**DATA TO PROCESS**

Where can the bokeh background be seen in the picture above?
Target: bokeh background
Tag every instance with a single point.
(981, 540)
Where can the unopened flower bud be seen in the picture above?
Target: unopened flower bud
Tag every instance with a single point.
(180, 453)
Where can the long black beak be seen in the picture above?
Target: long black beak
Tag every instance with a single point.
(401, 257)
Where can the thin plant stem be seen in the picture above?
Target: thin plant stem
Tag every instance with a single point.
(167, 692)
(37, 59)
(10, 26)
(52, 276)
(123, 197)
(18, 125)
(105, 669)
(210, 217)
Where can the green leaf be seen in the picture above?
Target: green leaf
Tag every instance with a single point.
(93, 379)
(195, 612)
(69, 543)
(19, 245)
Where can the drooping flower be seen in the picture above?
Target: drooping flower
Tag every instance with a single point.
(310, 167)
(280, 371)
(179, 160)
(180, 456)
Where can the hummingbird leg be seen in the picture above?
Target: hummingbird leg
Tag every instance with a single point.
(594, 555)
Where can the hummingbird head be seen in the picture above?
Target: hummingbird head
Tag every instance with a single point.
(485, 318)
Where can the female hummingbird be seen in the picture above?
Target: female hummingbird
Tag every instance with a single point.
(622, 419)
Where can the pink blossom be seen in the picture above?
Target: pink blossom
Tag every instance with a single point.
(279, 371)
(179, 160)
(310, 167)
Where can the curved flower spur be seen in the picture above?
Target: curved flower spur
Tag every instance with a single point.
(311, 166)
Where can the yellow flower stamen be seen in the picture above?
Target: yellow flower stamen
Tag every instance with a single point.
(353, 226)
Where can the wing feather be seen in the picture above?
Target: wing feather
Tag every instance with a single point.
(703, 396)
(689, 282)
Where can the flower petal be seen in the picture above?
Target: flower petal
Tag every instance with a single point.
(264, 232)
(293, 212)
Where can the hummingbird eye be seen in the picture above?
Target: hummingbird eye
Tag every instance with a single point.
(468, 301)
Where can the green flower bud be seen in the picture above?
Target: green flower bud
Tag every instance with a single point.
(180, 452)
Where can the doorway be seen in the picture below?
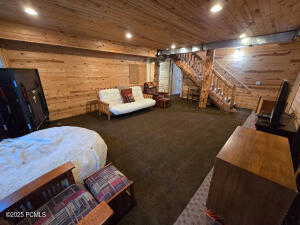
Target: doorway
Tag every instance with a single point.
(175, 80)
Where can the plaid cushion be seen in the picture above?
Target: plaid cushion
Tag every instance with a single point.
(66, 208)
(106, 182)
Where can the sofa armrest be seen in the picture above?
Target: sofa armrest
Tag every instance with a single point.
(148, 96)
(103, 107)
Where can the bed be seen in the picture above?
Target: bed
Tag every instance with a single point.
(28, 157)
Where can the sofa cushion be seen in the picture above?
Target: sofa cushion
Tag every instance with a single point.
(106, 183)
(127, 95)
(110, 96)
(132, 106)
(66, 208)
(137, 93)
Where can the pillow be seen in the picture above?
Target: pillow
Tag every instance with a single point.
(127, 95)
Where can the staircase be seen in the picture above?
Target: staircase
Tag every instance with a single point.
(191, 66)
(222, 91)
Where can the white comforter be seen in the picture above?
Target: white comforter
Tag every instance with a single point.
(26, 158)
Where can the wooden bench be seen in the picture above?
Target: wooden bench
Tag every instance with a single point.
(38, 192)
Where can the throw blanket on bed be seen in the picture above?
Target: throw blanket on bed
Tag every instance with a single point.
(26, 158)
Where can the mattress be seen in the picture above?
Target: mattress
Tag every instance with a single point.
(28, 157)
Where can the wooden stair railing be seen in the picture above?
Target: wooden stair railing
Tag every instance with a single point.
(191, 65)
(222, 91)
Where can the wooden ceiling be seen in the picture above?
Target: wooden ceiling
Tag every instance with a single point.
(157, 23)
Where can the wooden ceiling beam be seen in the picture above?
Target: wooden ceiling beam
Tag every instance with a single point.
(19, 32)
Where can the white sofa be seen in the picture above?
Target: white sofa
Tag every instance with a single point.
(110, 101)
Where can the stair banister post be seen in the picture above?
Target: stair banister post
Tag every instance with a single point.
(207, 76)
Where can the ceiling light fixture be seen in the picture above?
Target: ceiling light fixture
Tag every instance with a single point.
(216, 8)
(31, 11)
(128, 35)
(243, 35)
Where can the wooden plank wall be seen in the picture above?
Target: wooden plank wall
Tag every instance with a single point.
(71, 77)
(269, 64)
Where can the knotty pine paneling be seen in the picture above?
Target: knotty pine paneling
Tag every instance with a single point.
(269, 64)
(72, 77)
(157, 24)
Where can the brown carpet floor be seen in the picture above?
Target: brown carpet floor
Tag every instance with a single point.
(166, 152)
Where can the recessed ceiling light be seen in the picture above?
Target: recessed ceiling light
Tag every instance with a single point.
(31, 11)
(216, 8)
(243, 35)
(128, 35)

**TASK OBJECTIVE**
For the word "bokeh", say how many lines of the data include it, with nothing else in the reply.

**THE COMPLETED TASK**
2